■ Passage to read ■
"""

So I'm doing this problem from Stats class.
Let $S$ be the side of a regular hexagon. $$S \sim \text{Uniform}(10,14)$$
I have to compute the mean and pdf of the Area.
I've looked it up, and the area of a regular hexagon of side $S$ is given by $$A=\frac{3\sqrt3}{2}s^2$$
Therefore they're asking me to compute the pdf and mean of A.
So $$S = +\sqrt{\frac{2}{3\sqrt{3}}A}$$
The pdf of $S$ is given by $$f_S(x) = \frac{1}{14-10} = 0.25 $$
The pdf of A would be given by
$$f_A(y) = f_S(S) \ \cdot |S'| =0.25 \cdot \frac{\sqrt{2}\sqrt{3}}{6\sqrt{y\sqrt{3}}}$$
Then the mean is given by:
$$\int_{150\sqrt{2}}^{294 \sqrt{3}} y f_A(y) = 434.3576510$$.
But I've done a simulation with RStudio, and the value I obtain is around $378.4282$
$$f_A(a) = f_S(g^{-1}(a)) \left|\frac{dg^{-1}}{da}\right|$$ with $a = g(s) = c s^2$ where $c = 3 \sqrt{3}/2$. Thus $$f_A(a) = \frac{f_S(\sqrt{a/c})}{2\sqrt{ca}},$$ and since $$f_S(s) = \frac{1}{4} \mathbb 1 (10 \le s \le 14),$$ the desired PDF of $A$ is $$f_A(a) = \frac{1}{8 \sqrt{ca}} \mathbb 1 (100c \le a \le 196c) = \frac{\mathbb 1 (150 \sqrt{3} \le c \le 294 \sqrt{3})}{4 \cdot 2^{1/2} \cdot 3^{3/4} a^{1/2}}.$$ The mean is $$\operatorname{E}[A] = 218 \sqrt{3}.$$ Your error was using the lower bound $150\sqrt{2}$ instead of $150\sqrt{3}$.
Alternatively, you could have calculated the mean by noting $$\operatorname{E}[A] = \operatorname{E}[c S^2] = c \operatorname{E}[S^2] = c \left(\operatorname{Var}[S] + \operatorname{E}[S]^2\right),$$ and recalling that the mean and variance for a uniform distribution are $$\operatorname{E}[S] = \frac{a+b}{2} = 12, \quad \operatorname{Var}[S] = \frac{(b-a)^2}{12} = \frac{4}{3}.$$

"""

■ Given instruction 1 ■
For each statement about the hexagon thread above, answer yes or no and quote the words that decide it: (a) The poster has to compute the mean and the pdf of the area. (b) The poster worked out the area formula for a regular hexagon without consulting any source. (c) The reply gives only one way to calculate the mean.
■ Given instruction 2 ■
Copy everything in the hexagon thread above from "I've looked it" down to "f_A(y) = 434.3576510$$.", character for character.

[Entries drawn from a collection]
"""

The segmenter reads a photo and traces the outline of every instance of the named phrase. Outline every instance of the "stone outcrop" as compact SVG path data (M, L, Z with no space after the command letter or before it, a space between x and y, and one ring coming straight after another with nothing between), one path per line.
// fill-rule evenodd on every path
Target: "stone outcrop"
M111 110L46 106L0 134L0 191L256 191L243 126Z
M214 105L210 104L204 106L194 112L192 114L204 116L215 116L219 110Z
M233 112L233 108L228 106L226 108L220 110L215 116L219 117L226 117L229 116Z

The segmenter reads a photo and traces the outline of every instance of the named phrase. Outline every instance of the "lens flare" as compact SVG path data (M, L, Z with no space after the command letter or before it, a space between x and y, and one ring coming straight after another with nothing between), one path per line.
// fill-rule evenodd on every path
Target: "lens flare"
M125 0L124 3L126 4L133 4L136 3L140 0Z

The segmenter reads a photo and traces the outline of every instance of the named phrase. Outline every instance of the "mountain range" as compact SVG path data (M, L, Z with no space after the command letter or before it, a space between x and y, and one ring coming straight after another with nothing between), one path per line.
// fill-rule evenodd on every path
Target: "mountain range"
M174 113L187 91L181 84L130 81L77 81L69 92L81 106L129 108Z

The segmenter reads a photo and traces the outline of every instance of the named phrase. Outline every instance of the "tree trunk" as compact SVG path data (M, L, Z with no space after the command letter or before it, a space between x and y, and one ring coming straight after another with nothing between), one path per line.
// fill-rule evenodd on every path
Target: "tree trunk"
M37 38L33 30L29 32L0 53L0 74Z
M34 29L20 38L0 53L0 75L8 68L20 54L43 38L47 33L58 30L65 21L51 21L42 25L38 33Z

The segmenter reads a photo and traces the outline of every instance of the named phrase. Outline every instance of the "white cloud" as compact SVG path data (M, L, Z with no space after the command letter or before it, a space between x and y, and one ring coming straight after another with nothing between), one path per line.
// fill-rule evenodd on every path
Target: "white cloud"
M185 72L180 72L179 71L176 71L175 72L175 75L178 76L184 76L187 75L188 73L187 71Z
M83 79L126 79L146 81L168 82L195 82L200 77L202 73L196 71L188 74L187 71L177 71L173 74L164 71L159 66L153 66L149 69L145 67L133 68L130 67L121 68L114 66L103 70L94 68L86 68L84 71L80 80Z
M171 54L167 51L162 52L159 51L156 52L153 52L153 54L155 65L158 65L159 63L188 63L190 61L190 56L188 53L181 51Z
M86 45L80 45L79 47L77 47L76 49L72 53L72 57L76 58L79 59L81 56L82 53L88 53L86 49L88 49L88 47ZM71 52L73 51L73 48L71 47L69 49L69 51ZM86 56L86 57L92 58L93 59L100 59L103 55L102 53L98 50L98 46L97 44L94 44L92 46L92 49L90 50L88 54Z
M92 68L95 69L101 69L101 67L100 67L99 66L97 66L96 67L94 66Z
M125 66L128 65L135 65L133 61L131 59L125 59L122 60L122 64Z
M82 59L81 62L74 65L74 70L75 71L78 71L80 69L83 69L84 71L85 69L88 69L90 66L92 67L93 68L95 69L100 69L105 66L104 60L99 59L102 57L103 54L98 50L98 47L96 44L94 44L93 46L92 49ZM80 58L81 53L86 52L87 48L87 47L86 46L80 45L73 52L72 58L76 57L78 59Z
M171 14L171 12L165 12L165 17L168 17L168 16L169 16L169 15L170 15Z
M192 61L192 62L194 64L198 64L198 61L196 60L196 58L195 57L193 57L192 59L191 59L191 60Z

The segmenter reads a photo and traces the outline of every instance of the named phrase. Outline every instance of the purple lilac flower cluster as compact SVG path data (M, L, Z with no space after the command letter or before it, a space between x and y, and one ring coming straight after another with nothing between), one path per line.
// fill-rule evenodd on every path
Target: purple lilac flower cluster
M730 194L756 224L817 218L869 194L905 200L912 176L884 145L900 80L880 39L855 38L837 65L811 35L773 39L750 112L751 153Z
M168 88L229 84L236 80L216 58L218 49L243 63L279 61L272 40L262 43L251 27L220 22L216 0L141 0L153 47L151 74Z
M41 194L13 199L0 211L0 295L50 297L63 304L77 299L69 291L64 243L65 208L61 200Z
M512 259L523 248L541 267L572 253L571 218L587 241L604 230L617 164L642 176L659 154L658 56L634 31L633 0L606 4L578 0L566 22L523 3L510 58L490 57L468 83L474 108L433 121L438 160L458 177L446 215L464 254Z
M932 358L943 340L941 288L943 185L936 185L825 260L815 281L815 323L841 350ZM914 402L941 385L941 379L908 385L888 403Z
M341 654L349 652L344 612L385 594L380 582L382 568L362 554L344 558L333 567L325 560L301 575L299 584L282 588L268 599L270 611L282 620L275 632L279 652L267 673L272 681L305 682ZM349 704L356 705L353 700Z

"""

■ Task solution 1 ■
(a) Yes: "I have to compute the mean and pdf of the Area."
(b) No: "I've looked it up"
(c) No: "Alternatively, you could have calculated the mean by noting"

■ Task solution 2 ■
I've looked it up, and the area of a regular hexagon of side $S$ is given by $$A=\frac{3\sqrt3}{2}s^2$$
Therefore they're asking me to compute the pdf and mean of A.
So $$S = +\sqrt{\frac{2}{3\sqrt{3}}A}$$
The pdf of $S$ is given by $$f_S(x) = \frac{1}{14-10} = 0.25 $$
The pdf of A would be given by
$$f_A(y) = f_S(S) \ \cdot |S'| =0.25 \cdot \frac{\sqrt{2}\sqrt{3}}{6\sqrt{y\sqrt{3}}}$$
Then the mean is given by:
$$\int_{150\sqrt{2}}^{294 \sqrt{3}} y f_A(y) = 434.3576510$$.